## Given text
____________________
I really thought he wasn't like the previous generations of tech leaders - as you mentioned OpenAI (with him in charge) seemed to be genuine about making a product that could improve people's lives.
He'd go on podcasts and quite convincingly talk about how ChatGPT could prevent real world harm like suicide, and possibly even contribute to helping disease too.
Then they drop this and it just doesn't gel. So much of what they've done since has just doubled down on the Zuck-esque scumminess and greed too.
Part of me still sees Dario as genuine in the way that Sama seemed back in 2024, but I'm sure once he has enough investor pressure he'll cave the same way too.
He is a con man. Of course he’s charming and convincing, that’s how he ended up where he is. But he’s just as full of it as Musk when he was waxing lyrical about saving the world and going to Mars. They lie very convincingly.
I think his board fight within OpenAI where essentially lied to the board, his obsession with retinal scanning everyone for his biometric cryptocurrency (Worldcoin), how he left Y Combinator are just evidence that he’s not very heroic. Most cringe to me is that he and many others seem aware that what their are doing is corrosive and harmful to society on some level as Altman has admitted to having a bunker somewhere around Big Sur [0]. Which…WTF.
[0] https://www.newyorker.com/magazine/2016/10/10/sam-altmans-ma...
Not too familiar with that history, but he still is listed as a courtesy credit/reviewer at the end of PG's blog entries, so I assume he didn't have too much of a bad exit?
This is a conflict of interest and I think one a very obvious one. He tried to have it both ways and was forced to choose in the end. I think putting himself in that situation rather than resigning up front to pursue OpenAI ambitions says a lot about his character.
____________________
## Data to examine
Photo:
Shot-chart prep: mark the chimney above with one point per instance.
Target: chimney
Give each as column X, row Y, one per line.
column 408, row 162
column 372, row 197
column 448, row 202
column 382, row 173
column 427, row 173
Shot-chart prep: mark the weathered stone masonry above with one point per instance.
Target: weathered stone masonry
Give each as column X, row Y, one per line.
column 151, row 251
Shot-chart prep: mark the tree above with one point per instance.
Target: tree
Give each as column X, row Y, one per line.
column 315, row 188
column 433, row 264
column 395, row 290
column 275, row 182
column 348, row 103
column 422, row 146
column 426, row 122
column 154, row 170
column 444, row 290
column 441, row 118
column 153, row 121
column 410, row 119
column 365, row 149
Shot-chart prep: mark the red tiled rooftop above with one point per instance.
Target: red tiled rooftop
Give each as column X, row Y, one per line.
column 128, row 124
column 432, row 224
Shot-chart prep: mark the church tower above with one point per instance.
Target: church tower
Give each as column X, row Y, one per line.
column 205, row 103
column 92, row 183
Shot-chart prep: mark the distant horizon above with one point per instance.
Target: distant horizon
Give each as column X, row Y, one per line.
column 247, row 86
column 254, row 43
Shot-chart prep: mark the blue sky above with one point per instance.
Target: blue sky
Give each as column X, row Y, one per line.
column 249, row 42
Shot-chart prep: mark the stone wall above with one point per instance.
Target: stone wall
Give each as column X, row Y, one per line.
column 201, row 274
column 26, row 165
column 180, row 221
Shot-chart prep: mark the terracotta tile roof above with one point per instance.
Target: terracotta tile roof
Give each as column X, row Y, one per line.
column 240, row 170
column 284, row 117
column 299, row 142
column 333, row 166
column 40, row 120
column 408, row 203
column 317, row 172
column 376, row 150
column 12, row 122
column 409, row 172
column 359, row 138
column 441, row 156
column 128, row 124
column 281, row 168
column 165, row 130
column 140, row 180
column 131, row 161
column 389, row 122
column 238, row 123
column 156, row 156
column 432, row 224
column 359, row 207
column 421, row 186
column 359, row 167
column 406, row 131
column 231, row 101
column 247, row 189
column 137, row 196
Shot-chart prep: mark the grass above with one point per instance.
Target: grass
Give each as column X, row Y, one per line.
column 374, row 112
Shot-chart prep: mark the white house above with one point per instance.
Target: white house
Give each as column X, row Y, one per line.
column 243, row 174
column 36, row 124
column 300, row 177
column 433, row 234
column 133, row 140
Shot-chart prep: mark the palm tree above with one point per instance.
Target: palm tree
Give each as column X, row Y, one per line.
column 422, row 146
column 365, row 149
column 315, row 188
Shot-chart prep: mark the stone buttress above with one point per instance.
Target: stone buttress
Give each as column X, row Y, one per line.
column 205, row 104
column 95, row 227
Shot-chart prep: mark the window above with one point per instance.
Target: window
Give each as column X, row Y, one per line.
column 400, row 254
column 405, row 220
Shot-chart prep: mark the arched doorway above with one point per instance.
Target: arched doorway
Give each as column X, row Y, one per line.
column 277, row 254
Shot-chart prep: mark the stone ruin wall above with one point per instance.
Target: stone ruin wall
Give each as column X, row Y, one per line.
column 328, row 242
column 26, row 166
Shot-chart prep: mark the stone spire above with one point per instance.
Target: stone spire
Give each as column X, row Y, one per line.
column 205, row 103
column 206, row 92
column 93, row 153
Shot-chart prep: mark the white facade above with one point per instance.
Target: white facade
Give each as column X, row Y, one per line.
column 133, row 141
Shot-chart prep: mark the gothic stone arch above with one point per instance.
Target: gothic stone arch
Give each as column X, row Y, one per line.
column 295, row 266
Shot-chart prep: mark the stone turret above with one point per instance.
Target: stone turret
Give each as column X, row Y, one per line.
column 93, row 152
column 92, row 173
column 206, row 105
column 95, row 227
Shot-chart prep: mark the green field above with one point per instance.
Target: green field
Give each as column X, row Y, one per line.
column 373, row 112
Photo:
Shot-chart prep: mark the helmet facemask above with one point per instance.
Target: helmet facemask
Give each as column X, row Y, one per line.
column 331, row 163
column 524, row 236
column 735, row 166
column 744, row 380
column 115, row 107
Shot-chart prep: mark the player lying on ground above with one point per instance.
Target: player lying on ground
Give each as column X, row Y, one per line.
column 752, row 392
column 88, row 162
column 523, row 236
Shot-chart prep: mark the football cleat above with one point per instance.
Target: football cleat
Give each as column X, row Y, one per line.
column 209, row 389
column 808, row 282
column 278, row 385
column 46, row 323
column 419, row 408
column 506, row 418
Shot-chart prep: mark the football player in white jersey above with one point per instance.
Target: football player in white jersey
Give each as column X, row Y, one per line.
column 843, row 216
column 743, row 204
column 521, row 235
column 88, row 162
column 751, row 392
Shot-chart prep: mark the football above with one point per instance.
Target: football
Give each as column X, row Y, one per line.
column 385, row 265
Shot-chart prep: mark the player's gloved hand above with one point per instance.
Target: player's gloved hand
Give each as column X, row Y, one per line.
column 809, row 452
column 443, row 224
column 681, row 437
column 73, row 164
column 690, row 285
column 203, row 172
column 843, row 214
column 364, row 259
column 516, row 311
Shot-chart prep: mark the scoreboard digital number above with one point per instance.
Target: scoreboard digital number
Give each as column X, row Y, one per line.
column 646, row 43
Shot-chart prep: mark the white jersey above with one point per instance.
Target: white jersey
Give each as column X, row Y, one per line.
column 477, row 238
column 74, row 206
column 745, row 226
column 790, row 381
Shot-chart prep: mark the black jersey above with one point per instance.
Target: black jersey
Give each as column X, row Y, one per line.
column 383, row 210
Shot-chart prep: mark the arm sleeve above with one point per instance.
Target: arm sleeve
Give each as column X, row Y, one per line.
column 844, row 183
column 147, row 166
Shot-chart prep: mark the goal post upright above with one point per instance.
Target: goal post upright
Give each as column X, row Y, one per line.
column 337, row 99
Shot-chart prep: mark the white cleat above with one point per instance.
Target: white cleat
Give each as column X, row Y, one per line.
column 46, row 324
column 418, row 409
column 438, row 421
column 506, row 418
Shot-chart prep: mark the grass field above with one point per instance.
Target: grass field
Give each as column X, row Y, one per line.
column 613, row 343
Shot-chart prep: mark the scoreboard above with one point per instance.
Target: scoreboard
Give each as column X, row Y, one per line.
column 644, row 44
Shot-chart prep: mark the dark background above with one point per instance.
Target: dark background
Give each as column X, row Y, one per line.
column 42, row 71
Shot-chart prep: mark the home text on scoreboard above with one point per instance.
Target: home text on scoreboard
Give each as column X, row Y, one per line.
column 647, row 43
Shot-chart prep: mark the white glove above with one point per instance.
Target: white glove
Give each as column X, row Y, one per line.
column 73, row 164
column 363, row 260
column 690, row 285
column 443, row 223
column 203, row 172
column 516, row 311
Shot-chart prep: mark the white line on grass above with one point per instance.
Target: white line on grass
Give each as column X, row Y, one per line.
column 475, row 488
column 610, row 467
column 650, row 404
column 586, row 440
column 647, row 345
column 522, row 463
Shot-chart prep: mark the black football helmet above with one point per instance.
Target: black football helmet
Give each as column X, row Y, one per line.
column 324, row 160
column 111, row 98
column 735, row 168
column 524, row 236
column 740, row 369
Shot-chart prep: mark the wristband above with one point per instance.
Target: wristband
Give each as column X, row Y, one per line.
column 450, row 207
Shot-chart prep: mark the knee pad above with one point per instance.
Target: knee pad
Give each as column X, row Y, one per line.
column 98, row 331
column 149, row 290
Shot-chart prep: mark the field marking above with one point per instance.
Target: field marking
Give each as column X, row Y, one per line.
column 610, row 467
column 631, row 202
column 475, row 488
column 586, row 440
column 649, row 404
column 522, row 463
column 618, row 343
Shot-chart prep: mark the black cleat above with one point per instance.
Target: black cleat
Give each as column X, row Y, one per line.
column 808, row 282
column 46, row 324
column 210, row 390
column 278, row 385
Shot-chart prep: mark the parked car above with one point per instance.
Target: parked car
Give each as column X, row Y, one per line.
____________________
## Exercises
1 - In the Sam Altman discussion, where is Altman said to have a bunker?
2 - Please resume the Sam Altman discussion after its final sentence.
The entries come from a source other than the Sam Altman discussion.

## Outputs by task
1 - Somewhere around Big Sur.

2 -
It could prevent suicide, maybe, but we know that it does cause suicides, at least in some cases. Seems like a poor value proposition.
The things he does is convince investors to give him billions of dollars to build what he wants. Where exactly does that leave us?
To me, this just came off as pathetic. It hasn't solved anything and there's no reason to believe it ever will. The whole question is completely pointless except to put the idea in viewers heads that ChatGPT will soon revolutionize science, with no actual substance behind it. It's not even a question, there's only one possible answer. He's holding the guy verbally hostage just to manipulate dumb viewers.
So anyway that's the only memorable clip I've seen of Sam Altman, and based on that alone, fuck that guy.
Altman's reaction was very telling of the kind of person he is, just immediately lashing out at Gerstner in a childish way, asking if Gerstner wanted to sell his shares because he could find a buyer in no time.
It was a pathetically immature reaction, I wouldn't expect that from any kind of professional, even less someone who has held positions as Altman has and now sits at the top of the leadership for a company sucking hundreds of billions of investment.
Apart from that clip there's also the whole saga of sama @ Reddit, full of lies, deceptions, and the same kind of immature attitude peppered across Reddit itself.
After glazing OpenAI and Sam personally for 45 minutes straight. But as soon as Sam was questioned in the slightest, he exploded.
If you're familiar with nepobaby brats and narcissists, this is not surprising.
Why? The other person can say "Yes". That doesn't mean ChatGPT has the capability to do it?
"No" is not a reasonable answer to the question. It's like asking an atheist "if god and Jesus and all the angels came to earth and showed themselves for all to see, would you believe in god then?" Well yes of course, I believe in all the things we can all see. The lack of evidence is the whole point.
So asking "if there was evidence would you think differently?" Is either a fundamental misunderstanding of the persons position, or just a cheap ploy to manipulate people. In Sam's case I'm thinking it was the latter. He's a clever guy, he knows he's on camera. He asked that question just to plant the idea in people's minds - not the guy he was talking to, that guy didn't even need to answer the question because as already said there's only one answer to it. But to everyone watching, Sam basically just put it out there that ChatGPT solving quantum gravity is within the realm of possibility. Which it probably isn't.